> _What you need to do_
Could the entries below be retyped exactly and in full?

[Entries taken from a collection]
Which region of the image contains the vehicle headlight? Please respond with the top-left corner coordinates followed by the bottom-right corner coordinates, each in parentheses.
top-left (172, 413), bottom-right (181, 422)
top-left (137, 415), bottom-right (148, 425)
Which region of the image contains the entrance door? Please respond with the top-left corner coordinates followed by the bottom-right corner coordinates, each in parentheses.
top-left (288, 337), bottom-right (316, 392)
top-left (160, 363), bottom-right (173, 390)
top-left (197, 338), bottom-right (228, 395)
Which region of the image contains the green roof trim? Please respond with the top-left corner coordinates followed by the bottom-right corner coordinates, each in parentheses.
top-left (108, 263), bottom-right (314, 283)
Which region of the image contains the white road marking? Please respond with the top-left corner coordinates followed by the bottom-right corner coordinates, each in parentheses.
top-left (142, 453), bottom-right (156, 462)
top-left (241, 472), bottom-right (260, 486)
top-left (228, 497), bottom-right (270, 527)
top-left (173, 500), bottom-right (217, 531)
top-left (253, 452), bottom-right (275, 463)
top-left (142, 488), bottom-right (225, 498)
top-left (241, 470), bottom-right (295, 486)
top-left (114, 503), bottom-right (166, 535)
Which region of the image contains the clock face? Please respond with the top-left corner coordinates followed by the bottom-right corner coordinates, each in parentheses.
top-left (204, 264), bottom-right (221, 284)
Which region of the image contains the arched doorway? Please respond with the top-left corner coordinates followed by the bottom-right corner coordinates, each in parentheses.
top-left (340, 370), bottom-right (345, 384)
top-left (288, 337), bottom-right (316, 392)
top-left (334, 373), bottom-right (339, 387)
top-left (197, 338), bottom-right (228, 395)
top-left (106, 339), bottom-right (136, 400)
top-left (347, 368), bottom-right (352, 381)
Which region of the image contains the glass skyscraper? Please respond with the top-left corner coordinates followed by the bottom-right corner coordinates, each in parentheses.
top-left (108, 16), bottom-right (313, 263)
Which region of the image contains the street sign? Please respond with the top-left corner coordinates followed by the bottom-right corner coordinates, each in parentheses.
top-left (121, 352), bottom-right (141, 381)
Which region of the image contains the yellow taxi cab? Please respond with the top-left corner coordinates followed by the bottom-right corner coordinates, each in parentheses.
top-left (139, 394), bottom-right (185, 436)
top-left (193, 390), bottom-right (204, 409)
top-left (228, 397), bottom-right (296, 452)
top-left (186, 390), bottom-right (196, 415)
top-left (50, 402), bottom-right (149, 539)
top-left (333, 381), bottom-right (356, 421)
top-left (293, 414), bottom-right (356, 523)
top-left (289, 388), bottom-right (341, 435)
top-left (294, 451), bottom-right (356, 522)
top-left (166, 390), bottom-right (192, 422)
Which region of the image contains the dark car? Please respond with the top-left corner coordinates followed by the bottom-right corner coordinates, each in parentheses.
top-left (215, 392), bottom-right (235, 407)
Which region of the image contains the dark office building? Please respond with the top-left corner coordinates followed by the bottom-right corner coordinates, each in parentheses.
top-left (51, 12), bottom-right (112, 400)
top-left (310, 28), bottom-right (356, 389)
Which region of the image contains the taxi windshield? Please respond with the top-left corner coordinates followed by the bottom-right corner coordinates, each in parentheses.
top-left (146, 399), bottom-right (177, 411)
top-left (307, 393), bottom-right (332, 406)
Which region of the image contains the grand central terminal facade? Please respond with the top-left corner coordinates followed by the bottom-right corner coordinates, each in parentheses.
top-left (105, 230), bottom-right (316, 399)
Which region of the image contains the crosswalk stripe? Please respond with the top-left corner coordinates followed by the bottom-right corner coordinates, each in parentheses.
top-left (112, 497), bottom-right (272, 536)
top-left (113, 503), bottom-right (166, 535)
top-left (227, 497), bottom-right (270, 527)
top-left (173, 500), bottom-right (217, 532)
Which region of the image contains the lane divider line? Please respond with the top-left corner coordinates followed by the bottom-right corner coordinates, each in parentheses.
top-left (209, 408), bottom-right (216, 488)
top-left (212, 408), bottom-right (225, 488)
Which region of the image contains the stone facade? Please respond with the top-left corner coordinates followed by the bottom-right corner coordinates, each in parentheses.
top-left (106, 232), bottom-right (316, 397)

> _Answer space_
Which region of the image contains the vehicle headlight? Please respond with the top-left corner coordinates followed by the bottom-right corner coordinates, each in parentheses.
top-left (172, 413), bottom-right (181, 422)
top-left (137, 415), bottom-right (148, 425)
Which region of the image contains the entrance door? Please respond with the top-left corner coordinates followed by the bottom-right corner coordinates, each in parentheses.
top-left (288, 337), bottom-right (316, 392)
top-left (160, 363), bottom-right (173, 390)
top-left (197, 338), bottom-right (228, 395)
Which region of the image contains the green roof trim? Please respond with the top-left corner coordinates followed by the bottom-right corner coordinates, each in parentheses.
top-left (108, 263), bottom-right (314, 283)
Which region of the image contains the white road marking? Please respond with the top-left corner coordinates followed by the bottom-right corner coordinates, each in parentheses.
top-left (142, 453), bottom-right (156, 462)
top-left (241, 472), bottom-right (260, 486)
top-left (228, 497), bottom-right (270, 527)
top-left (173, 500), bottom-right (217, 531)
top-left (253, 452), bottom-right (275, 463)
top-left (142, 488), bottom-right (225, 498)
top-left (241, 470), bottom-right (295, 486)
top-left (114, 503), bottom-right (166, 535)
Which region of the image contains the clock face? Please respond with the top-left corner coordinates followed by the bottom-right corner coordinates, each in parentheses.
top-left (204, 264), bottom-right (221, 284)
Which region of the image contains the arched doorway? Please respond with the top-left corner coordinates followed by the bottom-right corner coordinates, each in parentheses.
top-left (340, 370), bottom-right (345, 384)
top-left (288, 337), bottom-right (316, 392)
top-left (334, 373), bottom-right (339, 387)
top-left (197, 338), bottom-right (228, 395)
top-left (106, 339), bottom-right (136, 400)
top-left (347, 368), bottom-right (352, 381)
Which region of the image contains the glass skyscraper? Please respond with the top-left corner coordinates followed by the bottom-right corner coordinates, each in parentheses.
top-left (108, 16), bottom-right (313, 263)
Which region of the image contains the street sign? Please respond with the top-left corner coordinates followed by the bottom-right corner coordinates, each in parentheses.
top-left (121, 352), bottom-right (141, 381)
Which region of the image contains the yellow taxi cab? Please respond with the top-left corner coordinates followed by the bottom-right corner coordinates, each in parentheses.
top-left (139, 394), bottom-right (185, 436)
top-left (193, 390), bottom-right (204, 409)
top-left (228, 397), bottom-right (296, 452)
top-left (186, 390), bottom-right (196, 415)
top-left (50, 402), bottom-right (149, 539)
top-left (333, 381), bottom-right (356, 421)
top-left (293, 414), bottom-right (356, 523)
top-left (289, 388), bottom-right (341, 435)
top-left (294, 451), bottom-right (356, 522)
top-left (166, 390), bottom-right (192, 422)
Which region of the image contains the dark car? Please respond with the top-left corner coordinates followed by the bottom-right corner coordinates, each in parentheses.
top-left (215, 392), bottom-right (235, 407)
Which region of the image contains the dark office building? Please respond with the top-left corner coordinates followed by the bottom-right corner coordinates, each in parentheses.
top-left (51, 12), bottom-right (112, 400)
top-left (310, 28), bottom-right (356, 389)
Which region of the image contains the taxi windshield? Please respond with the top-left corner coordinates followed by the bottom-right corner coordinates, each in parentheses.
top-left (146, 399), bottom-right (177, 411)
top-left (307, 393), bottom-right (332, 406)
Which region of the image contains the grand central terminal facade? Please respond with the top-left corner coordinates followed by the bottom-right corner coordinates, each in parentheses.
top-left (105, 230), bottom-right (316, 399)
Which region of the image contains the crosswalk stripe? Please respond with the top-left corner coordinates followed by the bottom-right corner coordinates, each in parentheses.
top-left (112, 497), bottom-right (272, 536)
top-left (113, 503), bottom-right (166, 535)
top-left (227, 497), bottom-right (270, 527)
top-left (173, 500), bottom-right (217, 532)
Which region of the image contains the lane divider line? Please respond with the top-left corner coordinates followed by the bottom-right corner coordinates, each in parentheses.
top-left (209, 408), bottom-right (216, 488)
top-left (212, 408), bottom-right (225, 488)
Which region of the image contains the stone facade? Please respond with the top-left corner coordinates followed by the bottom-right corner coordinates, each in parentheses.
top-left (106, 232), bottom-right (316, 397)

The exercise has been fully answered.